TASK STATEMENT: In the text about the album These Days below, copy word for word the part starting with "Initially, Gill planned" and going on through "the same year.".

*** PROVIDED TEXT ***

These Days is the eleventh studio album and the first box set by American country music artist Vince Gill. Consisting of 43 original songs spanning four discs, the album displays the range of Gill’s lyrical and musical styles, ranging from traditional country and bluegrass to jazz and rock. The album was nominated for two Grammy Awards including Album of the Year and won Best Country Album. In 2012, the album was number 10 on People Magazine's "Top 10 Best Albums of the Century (So Far)". It is also ranked #9 on Country Universe's "The 100 Greatest Albums of the Decade."

History
To accompany him on this undertaking, Gill turned both to artists he knew and had worked with before and to those whose music he admired from
a distance. "I never try to fill up my records with famous people," Gill says. "I try to fill them up with the most talented people I can find on the face of the earth." By the time the project was completed, that group included Sheryl Crow, Bonnie Raitt, Diana Krall, Rodney Crowell, Patty Loveless, Phil Everly, the Del McCoury Band, Alison Krauss, Emmylou Harris, John Anderson, Lee Ann Womack, Jenny Gill, Amy Grant, LeAnn Rimes, Gretchen Wilson, Guy Clark, Trisha Yearwood, Bekka Bramlett, Michael McDonald, steel-guitarist Buddy Emmons and many other musical standouts.

Initially, Gill planned to pare down the songs to a single album. Then, in one of the studios he used, he spotted some Beatles memorabilia and recalled that the Fab Four had routinely released multiple albums within the same year.

The album debuted on the U.S. Billboard 200 at number 17, with 42,000 copies sold in its first week. This was also the album's peak position on the chart.

Singles
Three singles were released from this album, of which two were duets. The first single, "The Reason Why" (featuring Alison Krauss) reached #28 on the Hot Country Songs charts; following it was "What You Give Away", which featured Sheryl Crow and peaked at #43. The third single, "How Lonely Looks", failed to chart.

Track listing

Workin' on a Big Chill
"The Rockin' Record"

*** ENTRIES PROVIDED ***

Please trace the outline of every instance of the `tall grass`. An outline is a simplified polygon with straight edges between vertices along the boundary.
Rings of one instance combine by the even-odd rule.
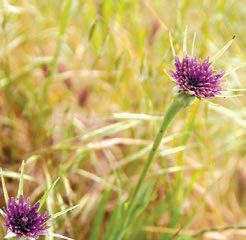
[[[122,230],[127,240],[244,239],[245,11],[236,0],[1,1],[8,195],[25,179],[35,202],[59,178],[43,208],[62,212],[52,231],[76,240],[116,240]],[[176,54],[213,57],[228,90],[177,115],[125,226],[172,97],[169,32]]]

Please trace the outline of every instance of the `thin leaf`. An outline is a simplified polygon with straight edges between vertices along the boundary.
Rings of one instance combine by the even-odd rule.
[[[2,182],[2,187],[3,187],[3,195],[4,195],[4,199],[5,199],[5,204],[7,205],[8,204],[8,200],[9,200],[9,195],[8,195],[8,191],[7,191],[7,188],[6,188],[6,185],[5,185],[5,181],[4,181],[4,178],[3,178],[3,170],[1,168],[1,182]]]
[[[60,177],[58,177],[55,182],[48,188],[48,190],[44,193],[43,197],[40,199],[40,205],[39,205],[39,210],[42,208],[44,205],[45,201],[47,200],[50,192],[53,190],[57,182],[60,180]]]
[[[211,62],[216,62],[225,52],[226,50],[232,45],[233,41],[235,39],[235,36],[223,47],[221,48],[214,56],[210,58]]]
[[[51,233],[51,232],[44,234],[44,236],[56,237],[56,238],[67,239],[67,240],[74,240],[73,238],[69,238],[69,237],[66,237],[66,236],[63,236],[57,233]]]
[[[13,232],[8,231],[8,233],[5,235],[4,239],[14,238],[17,235]]]
[[[24,193],[24,168],[25,168],[25,161],[23,160],[21,164],[21,173],[20,173],[19,189],[17,193],[17,198],[19,198]]]
[[[70,212],[70,211],[72,211],[73,209],[77,208],[78,206],[79,206],[79,204],[77,204],[77,205],[75,205],[75,206],[72,206],[72,207],[70,207],[70,208],[64,209],[64,210],[62,210],[62,211],[60,211],[60,212],[58,212],[58,213],[55,213],[55,214],[52,216],[52,219],[55,219],[55,218],[57,218],[57,217],[60,217],[60,216],[64,215],[65,213]]]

***

SOLUTION TO THIS EXERCISE:
Initially, Gill planned to pare down the songs to a single album. Then, in one of the studios he used, he spotted some Beatles memorabilia and recalled that the Fab Four had routinely released multiple albums within the same year.